◆ **Page excerpt**:
Format | SerializeTime | Deserialize Time |
---|---|---|
JSON | 2798 | 3487 |
Custom | 85 | 88 |
Speed, on the other hand, is a hands-down win for the custom format. It’s about 33x faster to serialize and 40x faster to deserialize! That’s a tremendous difference that dwarfs the mere 6x and 10x differences between the fastest and slowest JSON libraries I tested. The custom format is on a whole other level compared to JSON.
While JSON excels in areas like human readability, it’s clearly a lot slower and larger than this custom format. So if speed and size are your top priorities for a serialization format, don’t choose JSON.
#1 by Simon on January 30th, 2017 ·
Well if you want to show some crazy results you should start to compare json vs protobuf ;)
https://developers.google.com/protocol-buffers/docs/csharptutorial
#2 by jackson on January 30th, 2017 ·
That’s a good idea, and perhaps I will. Protobuf is definitely very well documented, powerful, and even reasonably popular. That said, I haven’t tried to use Protobuf in Unity for a couple of years, but this issue seems to suggest that you’d need to use an alternative implementation or old version. That’s not insurmountable, but definitely a hurdle.
#3 by benjamin guihaire on January 30th, 2017 ·
You might want to look at flatBuffers also
https://google.github.io/flatbuffers/
#4 by jackson on January 30th, 2017 ·
Great idea. This issue indicates that FlatBuffers don’t use anything that would break AOT in Unity, so it seems promising.
#5 by Josh Strike on January 30th, 2017 ·
Jackson, I always enjoy your articles on optimization, even though I’m stuck in AIR & JS and haven’t made the shift to Unity yet. This, though, is a perennial problem: Do you devise your own one-off serialization strategy, or go with something way too bulky, but that other programmers can read and that you can extend in the future?
JSON isn’t a byte stream. Yeah, it would be far more optimized if it defined and limited the number of characters to follow each key. Then again, file streams are more optimized when they don’t even have to define limits or types. The upshot to JSON is that we don’t have to rely on half a dozen serialization schemes to communicate between disparate languages and stacks, between front and back end, even to push data between separate databases. What JSON is good at is being the most efficient way of having mixed numeric and string keys referencing numbers and strings, nested, with no limitation to the data. It may be a kinda crummy way to read and write data for a fixed, specific purpose, but it’s the smallest way humans have devised to contain that kind of flexibility in mixed data structures; and it’s platform-agnostic. So while for any given purpose there may be a better way to write data, for all purposes it’s the standard. And thankfully there is a standard for this, because we live and walk on the rocks in a fractured enough landscape as it is.

◆ **Required actions**:
(a) In the JSON serialization page, how much faster is the custom format than JSON at deserializing?
(b) Pick up the JSON serialization page after its final sentence and continue it.

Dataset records
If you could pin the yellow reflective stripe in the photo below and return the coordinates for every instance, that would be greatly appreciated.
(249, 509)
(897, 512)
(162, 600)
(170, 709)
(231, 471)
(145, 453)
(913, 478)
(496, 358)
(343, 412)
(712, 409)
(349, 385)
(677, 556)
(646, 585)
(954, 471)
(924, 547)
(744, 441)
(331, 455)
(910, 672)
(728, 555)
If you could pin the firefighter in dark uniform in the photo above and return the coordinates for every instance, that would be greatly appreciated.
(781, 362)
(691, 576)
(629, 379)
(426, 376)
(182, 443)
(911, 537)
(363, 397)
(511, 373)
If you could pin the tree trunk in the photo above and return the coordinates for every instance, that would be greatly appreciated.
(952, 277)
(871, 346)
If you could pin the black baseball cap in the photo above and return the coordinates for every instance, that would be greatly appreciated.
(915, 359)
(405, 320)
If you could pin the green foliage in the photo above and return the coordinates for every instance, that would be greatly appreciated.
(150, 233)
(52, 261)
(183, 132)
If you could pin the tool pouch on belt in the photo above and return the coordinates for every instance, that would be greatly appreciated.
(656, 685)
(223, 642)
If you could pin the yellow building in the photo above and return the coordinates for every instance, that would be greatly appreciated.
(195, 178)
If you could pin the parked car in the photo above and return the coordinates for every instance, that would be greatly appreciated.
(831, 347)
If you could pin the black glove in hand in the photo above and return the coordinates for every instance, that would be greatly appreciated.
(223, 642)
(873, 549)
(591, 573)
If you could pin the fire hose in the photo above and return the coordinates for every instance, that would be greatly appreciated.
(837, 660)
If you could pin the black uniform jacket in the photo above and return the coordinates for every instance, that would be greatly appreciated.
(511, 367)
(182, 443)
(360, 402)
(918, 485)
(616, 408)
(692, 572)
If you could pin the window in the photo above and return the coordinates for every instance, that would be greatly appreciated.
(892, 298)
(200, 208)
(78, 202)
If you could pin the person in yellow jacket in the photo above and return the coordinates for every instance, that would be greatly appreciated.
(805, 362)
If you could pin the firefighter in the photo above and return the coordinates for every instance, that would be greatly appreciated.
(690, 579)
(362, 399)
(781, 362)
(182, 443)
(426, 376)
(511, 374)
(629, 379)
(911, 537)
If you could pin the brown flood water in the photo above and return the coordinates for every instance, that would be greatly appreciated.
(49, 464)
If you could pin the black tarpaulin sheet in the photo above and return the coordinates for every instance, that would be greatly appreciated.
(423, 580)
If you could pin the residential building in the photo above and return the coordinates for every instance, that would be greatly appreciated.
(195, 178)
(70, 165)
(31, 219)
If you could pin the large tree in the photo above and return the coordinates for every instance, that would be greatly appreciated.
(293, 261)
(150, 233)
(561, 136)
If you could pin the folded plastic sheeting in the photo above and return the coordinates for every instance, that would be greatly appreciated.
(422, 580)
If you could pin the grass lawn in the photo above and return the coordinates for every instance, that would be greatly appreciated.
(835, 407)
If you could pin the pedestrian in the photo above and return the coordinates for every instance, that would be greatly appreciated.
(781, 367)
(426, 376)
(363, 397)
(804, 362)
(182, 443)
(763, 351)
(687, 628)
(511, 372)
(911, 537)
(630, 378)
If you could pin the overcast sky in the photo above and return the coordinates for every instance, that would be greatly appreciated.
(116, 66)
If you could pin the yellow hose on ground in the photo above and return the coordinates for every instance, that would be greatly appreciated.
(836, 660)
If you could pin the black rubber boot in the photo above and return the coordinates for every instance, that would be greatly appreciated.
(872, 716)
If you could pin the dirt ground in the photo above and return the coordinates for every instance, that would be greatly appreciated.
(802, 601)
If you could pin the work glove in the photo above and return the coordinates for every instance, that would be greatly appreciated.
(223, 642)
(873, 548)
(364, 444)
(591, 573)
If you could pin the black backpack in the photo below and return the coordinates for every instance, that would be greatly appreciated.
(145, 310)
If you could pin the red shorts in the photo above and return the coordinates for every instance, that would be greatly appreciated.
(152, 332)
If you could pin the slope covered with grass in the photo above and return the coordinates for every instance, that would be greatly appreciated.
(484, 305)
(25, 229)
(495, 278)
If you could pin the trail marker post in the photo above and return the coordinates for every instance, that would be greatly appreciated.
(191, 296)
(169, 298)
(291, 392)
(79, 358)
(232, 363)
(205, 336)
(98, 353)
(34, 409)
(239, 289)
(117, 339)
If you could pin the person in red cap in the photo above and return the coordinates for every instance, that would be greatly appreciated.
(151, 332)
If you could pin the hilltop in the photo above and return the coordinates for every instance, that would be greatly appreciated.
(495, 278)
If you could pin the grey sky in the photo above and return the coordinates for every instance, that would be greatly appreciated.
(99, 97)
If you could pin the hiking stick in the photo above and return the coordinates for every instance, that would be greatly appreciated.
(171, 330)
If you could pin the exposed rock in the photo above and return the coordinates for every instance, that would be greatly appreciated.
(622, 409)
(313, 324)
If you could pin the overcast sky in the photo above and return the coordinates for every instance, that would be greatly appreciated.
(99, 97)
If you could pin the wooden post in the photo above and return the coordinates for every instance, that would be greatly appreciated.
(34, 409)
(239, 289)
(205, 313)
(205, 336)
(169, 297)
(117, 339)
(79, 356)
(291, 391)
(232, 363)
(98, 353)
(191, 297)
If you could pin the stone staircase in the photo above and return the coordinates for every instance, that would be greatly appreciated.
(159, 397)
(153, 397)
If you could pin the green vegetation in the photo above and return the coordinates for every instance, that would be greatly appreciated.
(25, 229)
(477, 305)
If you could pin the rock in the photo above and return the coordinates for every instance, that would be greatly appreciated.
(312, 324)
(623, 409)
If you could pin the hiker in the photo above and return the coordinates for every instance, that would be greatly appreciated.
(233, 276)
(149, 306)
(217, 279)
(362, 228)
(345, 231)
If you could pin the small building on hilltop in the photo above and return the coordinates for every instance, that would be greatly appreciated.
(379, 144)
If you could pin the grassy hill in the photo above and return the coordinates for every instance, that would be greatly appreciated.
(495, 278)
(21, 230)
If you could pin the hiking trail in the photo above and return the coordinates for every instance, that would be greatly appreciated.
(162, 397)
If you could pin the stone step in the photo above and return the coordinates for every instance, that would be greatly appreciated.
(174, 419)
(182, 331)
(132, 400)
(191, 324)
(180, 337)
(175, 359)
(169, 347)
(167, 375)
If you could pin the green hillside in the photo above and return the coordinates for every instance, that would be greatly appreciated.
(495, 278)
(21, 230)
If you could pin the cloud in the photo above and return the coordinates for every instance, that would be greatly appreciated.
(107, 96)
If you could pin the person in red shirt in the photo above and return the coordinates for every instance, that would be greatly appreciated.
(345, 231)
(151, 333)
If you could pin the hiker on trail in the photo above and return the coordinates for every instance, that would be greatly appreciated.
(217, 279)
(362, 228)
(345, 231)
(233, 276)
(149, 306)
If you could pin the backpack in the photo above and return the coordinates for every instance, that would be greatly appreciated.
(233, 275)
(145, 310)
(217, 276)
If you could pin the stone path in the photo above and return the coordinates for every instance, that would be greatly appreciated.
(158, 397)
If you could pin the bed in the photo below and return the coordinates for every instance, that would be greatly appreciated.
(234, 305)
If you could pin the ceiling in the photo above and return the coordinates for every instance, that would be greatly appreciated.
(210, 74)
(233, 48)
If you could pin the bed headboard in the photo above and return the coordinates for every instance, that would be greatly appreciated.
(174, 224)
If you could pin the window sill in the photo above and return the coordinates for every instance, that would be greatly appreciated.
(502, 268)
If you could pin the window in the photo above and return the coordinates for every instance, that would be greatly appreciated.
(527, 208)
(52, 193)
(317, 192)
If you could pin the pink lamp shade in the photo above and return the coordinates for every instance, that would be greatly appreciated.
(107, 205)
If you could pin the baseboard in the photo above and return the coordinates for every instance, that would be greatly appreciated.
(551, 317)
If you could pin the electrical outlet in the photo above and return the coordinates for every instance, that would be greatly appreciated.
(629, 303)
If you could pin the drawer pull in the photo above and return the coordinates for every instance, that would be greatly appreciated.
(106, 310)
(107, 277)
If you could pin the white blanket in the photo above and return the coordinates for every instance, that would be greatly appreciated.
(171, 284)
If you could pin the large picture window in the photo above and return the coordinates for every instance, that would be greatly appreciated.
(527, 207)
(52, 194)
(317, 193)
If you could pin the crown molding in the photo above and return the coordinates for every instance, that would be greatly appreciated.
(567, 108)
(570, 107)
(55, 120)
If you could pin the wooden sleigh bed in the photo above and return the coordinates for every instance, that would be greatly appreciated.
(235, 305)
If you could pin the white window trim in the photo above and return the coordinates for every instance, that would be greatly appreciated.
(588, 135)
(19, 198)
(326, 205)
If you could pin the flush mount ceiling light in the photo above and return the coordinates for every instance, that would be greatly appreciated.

◆ **Results by task**:
(a) About 40 times faster.

(b)
#6 by jackson on January 30th, 2017 ·
Glad to hear you’re enjoying the articles, even while working outside of Unity and C#.
To your point about deciding between an off-the-shelf JSON library and writing a custom serializer, that’s up to you. The article’s only intention was to show that if you did write that custom serializer that you’d get a lot of speed and a little size out of it. As with all engineering, there are lots of tradeoffs to make. As you point out, when you deviate from a standard format to something custom that will harm interoperability with third parties. If that’s important to you then you should probably stick with JSON.
While this particular article showed a custom format, there are other general purpose serializers available. Google’s Protocol Buffers, BSON, Apache Thrift, MessagePack, and XML come to mind. All of them provide the JSON-like benefits of not needing to write your own serialization code and allowing for mixed and nested data types. If you’re interested in an alternative serialization format, there are plenty to choose from.
#7 by ms on February 22nd, 2017 ·
Hi Jackson,
Cool article.
For us newbies, wondering if you could possibly do an article delving into and discussing best practices and techniques with unsafe code and pointers in c#. Your article on unions in c# was very interesting and am curious to read more of what you have to say on the topic.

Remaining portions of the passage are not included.